REQUIRED ACTIONS →
**a.** In the post about the Harper's Magazine letter, what does the letter call the free exchange of information and ideas?
**b.** Write out the part of the post about the Harper's Magazine letter starting with "07-07-2020 , 01:03" and going on through "signatories is interesting.".
**c.** Pick up the post about the Harper's Magazine letter where it stops and keep writing.

TEXT PASSAGE →
07-07-2020 , 01:03 PM
From a forthcoming issue of Harpers Magazine. It's short, so I'm just going to quote the whole thing. The list of signatories is interesting.

Quote:
Our cultural institutions are facing a moment of trial. Powerful protests for racial and social justice are leading to overdue demands for police reform, along with wider calls for greater equality and inclusion across our society, not least in higher education, journalism, philanthropy, and the arts. But this needed reckoning has also intensified a new set of moral attitudes and political commitments that tend to weaken our norms of open debate and toleration of differences in favor of ideological conformity. As we applaud the first development, we also raise our voices against the second. The forces of illiberalism are gaining strength throughout the world and have a powerful ally in Donald Trump, who represents a real threat to democracy. But resistance must not be allowed to harden into its own brand of dogma or coercion—which right-wing demagogues are already exploiting. The democratic inclusion we want can be achieved only if we speak out against the intolerant climate that has set in on all sides.

The free exchange of information and ideas, the lifeblood of a liberal society, is daily becoming more constricted. While we have come to expect this on the radical right, censoriousness is also spreading more widely in our culture: an intolerance of opposing views, a vogue for public shaming and ostracism, and the tendency to dissolve complex policy issues in a blinding moral certainty. We uphold the value of robust and even caustic counter-speech from all quarters. But it is now all too common to hear calls for swift and severe retribution in response to perceived transgressions of speech and thought. More troubling still, institutional leaders, in a spirit of panicked damage control, are delivering hasty and disproportionate punishments instead of considered reforms. Editors are fired for running controversial pieces; books are withdrawn for alleged inauthenticity; journalists are barred from writing on certain topics; professors are investigated for quoting works of literature in class; a researcher is fired for circulating a peer-reviewed academic study; and the heads of organizations are ousted for what are sometimes just clumsy mistakes. Whatever the arguments around each particular incident, the result has been to steadily narrow the boundaries of what can be said without the threat of reprisal. We are already paying the price in greater risk aversion among writers, artists, and journalists who fear for their livelihoods if they depart from the consensus, or even lack sufficient zeal in agreement.

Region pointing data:
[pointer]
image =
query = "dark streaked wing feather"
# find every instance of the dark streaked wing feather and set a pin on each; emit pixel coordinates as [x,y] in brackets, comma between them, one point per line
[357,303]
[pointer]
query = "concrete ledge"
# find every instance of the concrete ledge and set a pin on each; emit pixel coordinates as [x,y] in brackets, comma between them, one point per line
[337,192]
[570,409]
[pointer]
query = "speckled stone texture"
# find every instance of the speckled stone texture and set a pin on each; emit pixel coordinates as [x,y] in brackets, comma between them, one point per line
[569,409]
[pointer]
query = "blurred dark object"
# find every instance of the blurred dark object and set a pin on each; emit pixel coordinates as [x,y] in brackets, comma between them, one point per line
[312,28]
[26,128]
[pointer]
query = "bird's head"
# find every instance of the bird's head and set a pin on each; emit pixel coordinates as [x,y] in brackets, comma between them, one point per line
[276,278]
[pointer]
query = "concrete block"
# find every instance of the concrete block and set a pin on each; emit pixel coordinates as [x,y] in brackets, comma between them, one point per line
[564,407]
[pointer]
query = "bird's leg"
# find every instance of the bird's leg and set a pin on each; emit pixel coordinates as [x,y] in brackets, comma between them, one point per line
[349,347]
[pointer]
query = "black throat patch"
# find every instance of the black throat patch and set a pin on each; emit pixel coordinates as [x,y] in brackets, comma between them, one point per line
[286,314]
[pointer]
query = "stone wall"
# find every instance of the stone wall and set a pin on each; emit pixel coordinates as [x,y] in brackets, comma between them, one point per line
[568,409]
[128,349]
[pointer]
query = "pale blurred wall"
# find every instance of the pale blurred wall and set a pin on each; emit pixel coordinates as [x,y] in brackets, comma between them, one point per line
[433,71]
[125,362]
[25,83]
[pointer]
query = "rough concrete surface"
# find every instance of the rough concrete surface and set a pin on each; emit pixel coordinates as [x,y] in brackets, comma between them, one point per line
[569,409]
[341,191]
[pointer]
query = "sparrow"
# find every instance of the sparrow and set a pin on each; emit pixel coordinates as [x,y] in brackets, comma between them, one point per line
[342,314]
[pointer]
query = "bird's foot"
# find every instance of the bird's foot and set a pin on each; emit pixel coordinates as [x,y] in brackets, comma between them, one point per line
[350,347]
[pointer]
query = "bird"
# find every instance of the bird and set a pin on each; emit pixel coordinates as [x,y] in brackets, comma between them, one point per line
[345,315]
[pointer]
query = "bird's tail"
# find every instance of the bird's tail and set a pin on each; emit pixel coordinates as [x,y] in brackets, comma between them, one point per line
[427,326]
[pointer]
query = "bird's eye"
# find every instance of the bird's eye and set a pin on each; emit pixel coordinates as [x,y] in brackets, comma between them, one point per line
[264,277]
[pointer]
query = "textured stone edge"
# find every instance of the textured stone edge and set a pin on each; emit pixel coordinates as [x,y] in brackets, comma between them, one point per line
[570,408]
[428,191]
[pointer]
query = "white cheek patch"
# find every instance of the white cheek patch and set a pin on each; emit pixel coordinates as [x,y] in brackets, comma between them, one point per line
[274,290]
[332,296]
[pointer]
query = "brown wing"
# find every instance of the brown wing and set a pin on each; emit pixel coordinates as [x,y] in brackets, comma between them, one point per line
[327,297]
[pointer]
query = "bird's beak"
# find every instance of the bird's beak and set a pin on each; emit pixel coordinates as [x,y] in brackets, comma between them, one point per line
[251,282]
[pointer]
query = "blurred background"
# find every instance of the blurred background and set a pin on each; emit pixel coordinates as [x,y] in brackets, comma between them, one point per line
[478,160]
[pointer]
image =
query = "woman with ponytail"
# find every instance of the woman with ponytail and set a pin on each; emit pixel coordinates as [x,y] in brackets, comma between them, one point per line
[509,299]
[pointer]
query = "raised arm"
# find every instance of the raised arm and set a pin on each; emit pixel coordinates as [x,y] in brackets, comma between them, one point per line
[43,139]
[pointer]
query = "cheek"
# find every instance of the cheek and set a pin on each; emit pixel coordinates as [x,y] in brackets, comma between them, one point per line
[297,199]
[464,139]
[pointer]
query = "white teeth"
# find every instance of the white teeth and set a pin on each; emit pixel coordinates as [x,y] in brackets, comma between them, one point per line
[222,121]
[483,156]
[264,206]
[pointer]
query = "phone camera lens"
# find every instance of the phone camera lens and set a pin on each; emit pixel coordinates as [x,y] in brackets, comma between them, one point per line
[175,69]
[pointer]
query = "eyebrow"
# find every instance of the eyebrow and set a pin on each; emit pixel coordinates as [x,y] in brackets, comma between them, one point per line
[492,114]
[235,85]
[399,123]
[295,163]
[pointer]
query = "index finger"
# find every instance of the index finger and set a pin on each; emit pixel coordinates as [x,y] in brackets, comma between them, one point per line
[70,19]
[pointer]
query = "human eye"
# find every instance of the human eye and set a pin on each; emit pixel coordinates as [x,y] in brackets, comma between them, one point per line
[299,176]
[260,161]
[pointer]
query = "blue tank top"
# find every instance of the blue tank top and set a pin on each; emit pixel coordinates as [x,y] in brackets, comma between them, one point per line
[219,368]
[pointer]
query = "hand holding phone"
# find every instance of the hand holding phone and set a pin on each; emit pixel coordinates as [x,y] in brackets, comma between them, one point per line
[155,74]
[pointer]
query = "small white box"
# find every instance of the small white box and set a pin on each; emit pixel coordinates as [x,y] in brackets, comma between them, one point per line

RESULTS OF THE EXERCISE →
**a.** The lifeblood of a liberal society.

**b.**
07-07-2020 , 01:03 PM
From a forthcoming issue of Harpers Magazine. It's short, so I'm just going to quote the whole thing. The list of signatories is interesting.

**c.**
This stifling atmosphere will ultimately harm the most vital causes of our time. The restriction of debate, whether by a repressive government or an intolerant society, invariably hurts those who lack power and makes everyone less capable of democratic participation. The way to defeat bad ideas is by exposure, argument, and persuasion, not by trying to silence or wish them away. We refuse any false choice between justice and freedom, which cannot exist without each other. As writers we need a culture that leaves us room for experimentation, risk taking, and even mistakes. We need to preserve the possibility of good-faith disagreement without dire professional consequences. If we won’t defend the very thing on which our work depends, we shouldn’t expect the public or the state to defend it for us.
Since this topic tends to run through pretty much all online politics discussion (as a meta-discourse), it seems worth having a thread on.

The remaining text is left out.